> The problem
Set down a precise copy of the whole listing.
· · · · ·
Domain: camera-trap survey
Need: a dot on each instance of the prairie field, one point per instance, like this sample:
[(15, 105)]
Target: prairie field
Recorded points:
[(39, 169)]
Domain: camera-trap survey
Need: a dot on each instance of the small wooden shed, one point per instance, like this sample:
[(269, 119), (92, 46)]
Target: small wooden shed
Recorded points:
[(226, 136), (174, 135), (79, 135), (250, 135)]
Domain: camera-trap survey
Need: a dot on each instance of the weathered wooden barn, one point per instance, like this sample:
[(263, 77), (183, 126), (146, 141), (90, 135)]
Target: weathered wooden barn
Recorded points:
· · · · ·
> Exercise solution
Domain: camera-trap survey
Need: a dot on each instance of the prairie field, one point per instance, like this sample:
[(15, 105)]
Target: prairie field
Recorded points:
[(39, 169)]
Domain: camera-trap survey
Need: a dot on each instance of the small wooden shed, one point per instance, like this sample:
[(269, 119), (92, 46)]
Target: small wooden shed
Recorded points:
[(226, 136), (174, 135), (79, 135), (250, 135)]
Domain: camera-trap survey
Need: a dot on each instance of the weathered wooden barn, one point per instance, like this sample:
[(263, 77), (183, 126), (146, 141), (90, 135)]
Target: weathered wooden barn
Recorded points:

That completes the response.